■ **Exercise goal**:
Work through the data below line by line and say how many lines hold "dark"; give only the number.

[Region pointing data]
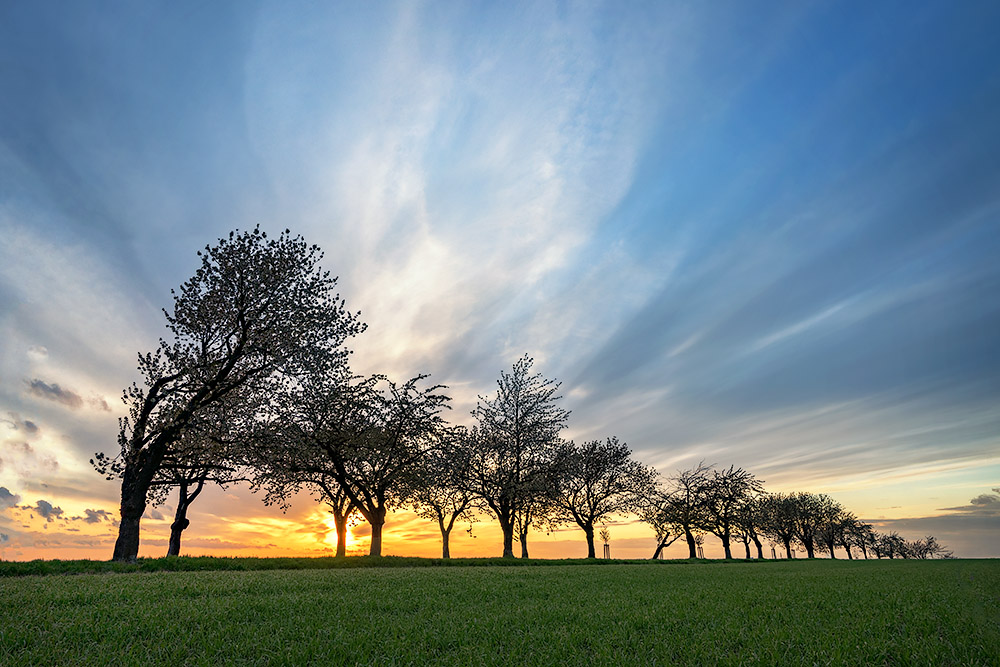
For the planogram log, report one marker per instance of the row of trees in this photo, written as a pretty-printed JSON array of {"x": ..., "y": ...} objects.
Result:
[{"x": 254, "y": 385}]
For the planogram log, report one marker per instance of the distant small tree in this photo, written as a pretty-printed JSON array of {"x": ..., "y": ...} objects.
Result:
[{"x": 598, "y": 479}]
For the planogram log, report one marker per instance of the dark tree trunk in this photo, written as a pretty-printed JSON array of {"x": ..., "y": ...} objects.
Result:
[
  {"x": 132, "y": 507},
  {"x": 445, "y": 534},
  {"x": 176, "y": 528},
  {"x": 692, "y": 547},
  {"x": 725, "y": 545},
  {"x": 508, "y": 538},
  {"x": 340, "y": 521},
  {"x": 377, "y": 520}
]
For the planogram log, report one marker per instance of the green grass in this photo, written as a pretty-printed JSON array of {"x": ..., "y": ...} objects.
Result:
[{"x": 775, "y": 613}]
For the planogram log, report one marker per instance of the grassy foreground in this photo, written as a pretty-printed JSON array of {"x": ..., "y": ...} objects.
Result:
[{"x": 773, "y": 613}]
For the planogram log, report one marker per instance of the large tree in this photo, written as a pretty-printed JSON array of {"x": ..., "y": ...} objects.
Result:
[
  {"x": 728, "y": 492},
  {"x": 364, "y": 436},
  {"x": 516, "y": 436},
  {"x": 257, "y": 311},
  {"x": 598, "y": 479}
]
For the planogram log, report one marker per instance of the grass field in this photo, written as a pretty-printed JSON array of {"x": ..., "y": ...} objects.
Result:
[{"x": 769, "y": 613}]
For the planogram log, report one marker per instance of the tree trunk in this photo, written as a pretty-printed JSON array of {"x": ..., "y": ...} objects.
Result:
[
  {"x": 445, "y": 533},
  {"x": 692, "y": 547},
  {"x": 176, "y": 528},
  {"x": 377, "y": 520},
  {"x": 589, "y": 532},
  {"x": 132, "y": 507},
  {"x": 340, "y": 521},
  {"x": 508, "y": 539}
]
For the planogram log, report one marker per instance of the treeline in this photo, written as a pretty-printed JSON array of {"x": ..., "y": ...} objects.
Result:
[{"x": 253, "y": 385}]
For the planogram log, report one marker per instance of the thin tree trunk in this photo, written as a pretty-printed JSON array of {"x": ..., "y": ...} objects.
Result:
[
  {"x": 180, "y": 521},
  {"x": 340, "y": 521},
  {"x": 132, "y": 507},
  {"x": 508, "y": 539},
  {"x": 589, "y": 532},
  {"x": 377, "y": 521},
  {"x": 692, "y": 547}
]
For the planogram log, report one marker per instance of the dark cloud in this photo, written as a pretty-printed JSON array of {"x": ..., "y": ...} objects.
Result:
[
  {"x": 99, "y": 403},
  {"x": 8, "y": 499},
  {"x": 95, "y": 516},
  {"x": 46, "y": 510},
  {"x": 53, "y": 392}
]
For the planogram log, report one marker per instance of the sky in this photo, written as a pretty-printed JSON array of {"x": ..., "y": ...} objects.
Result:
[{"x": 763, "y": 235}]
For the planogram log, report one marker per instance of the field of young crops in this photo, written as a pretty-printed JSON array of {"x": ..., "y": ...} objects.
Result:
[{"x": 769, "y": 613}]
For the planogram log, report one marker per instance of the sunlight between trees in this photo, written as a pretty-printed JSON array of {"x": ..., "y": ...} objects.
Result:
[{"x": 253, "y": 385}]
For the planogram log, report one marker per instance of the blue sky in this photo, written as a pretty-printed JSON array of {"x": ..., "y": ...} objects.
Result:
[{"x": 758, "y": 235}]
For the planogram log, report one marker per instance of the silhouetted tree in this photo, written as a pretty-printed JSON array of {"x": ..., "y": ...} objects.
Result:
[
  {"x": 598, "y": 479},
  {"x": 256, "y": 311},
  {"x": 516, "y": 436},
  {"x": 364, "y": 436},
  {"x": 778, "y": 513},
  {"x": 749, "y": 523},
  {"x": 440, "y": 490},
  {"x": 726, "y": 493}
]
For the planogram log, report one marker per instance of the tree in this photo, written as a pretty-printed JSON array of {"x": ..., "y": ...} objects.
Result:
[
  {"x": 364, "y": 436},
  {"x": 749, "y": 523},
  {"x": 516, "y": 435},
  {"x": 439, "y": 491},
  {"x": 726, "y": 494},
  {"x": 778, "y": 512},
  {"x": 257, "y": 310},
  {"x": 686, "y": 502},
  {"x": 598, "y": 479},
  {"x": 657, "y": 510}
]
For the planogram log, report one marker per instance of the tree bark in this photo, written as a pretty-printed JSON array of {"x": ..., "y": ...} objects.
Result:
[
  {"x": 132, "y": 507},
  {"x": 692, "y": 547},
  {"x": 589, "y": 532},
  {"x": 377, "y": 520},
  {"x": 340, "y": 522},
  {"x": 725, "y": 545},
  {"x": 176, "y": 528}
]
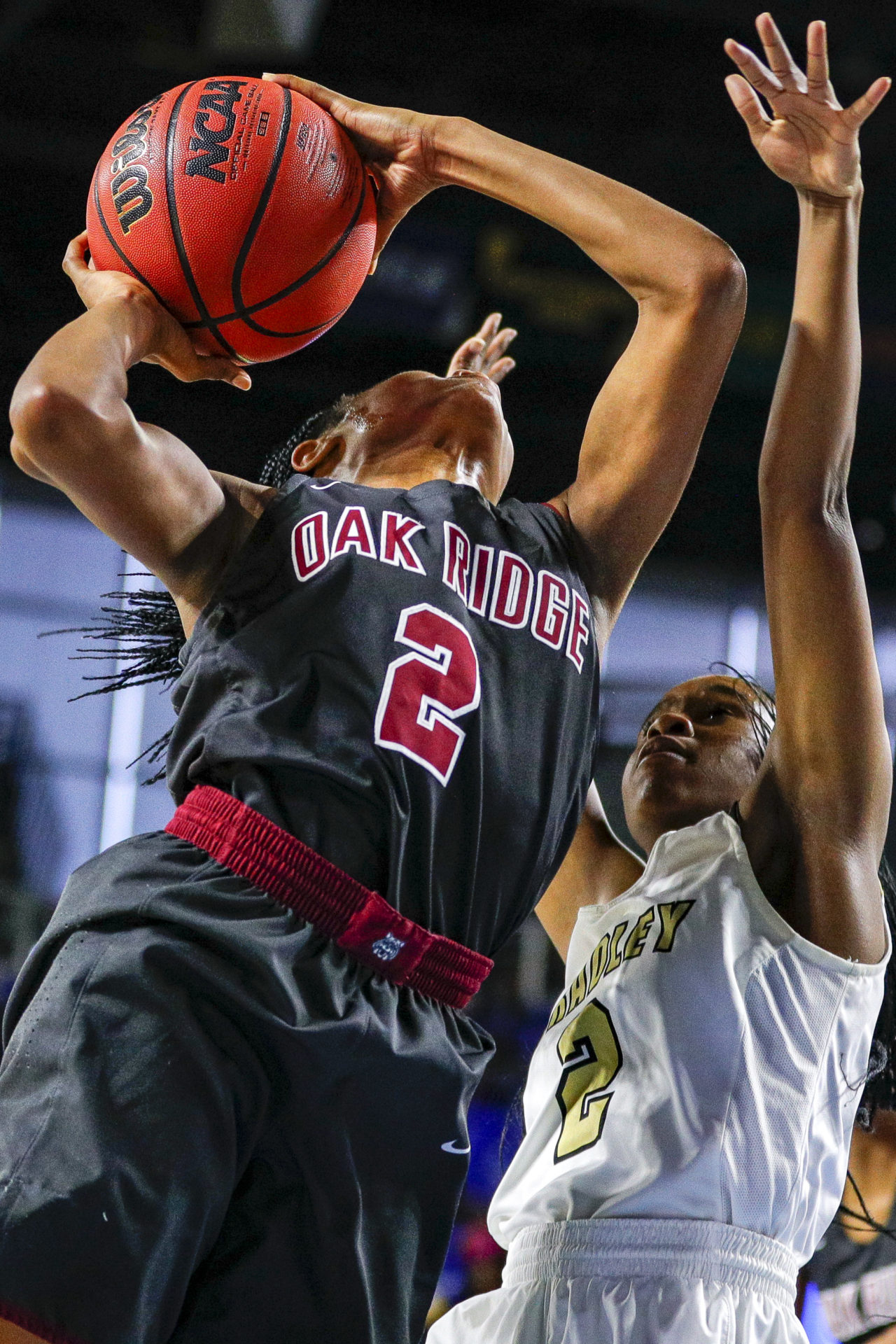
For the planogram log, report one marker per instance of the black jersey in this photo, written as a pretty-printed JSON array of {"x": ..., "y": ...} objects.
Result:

■ **Written solution**:
2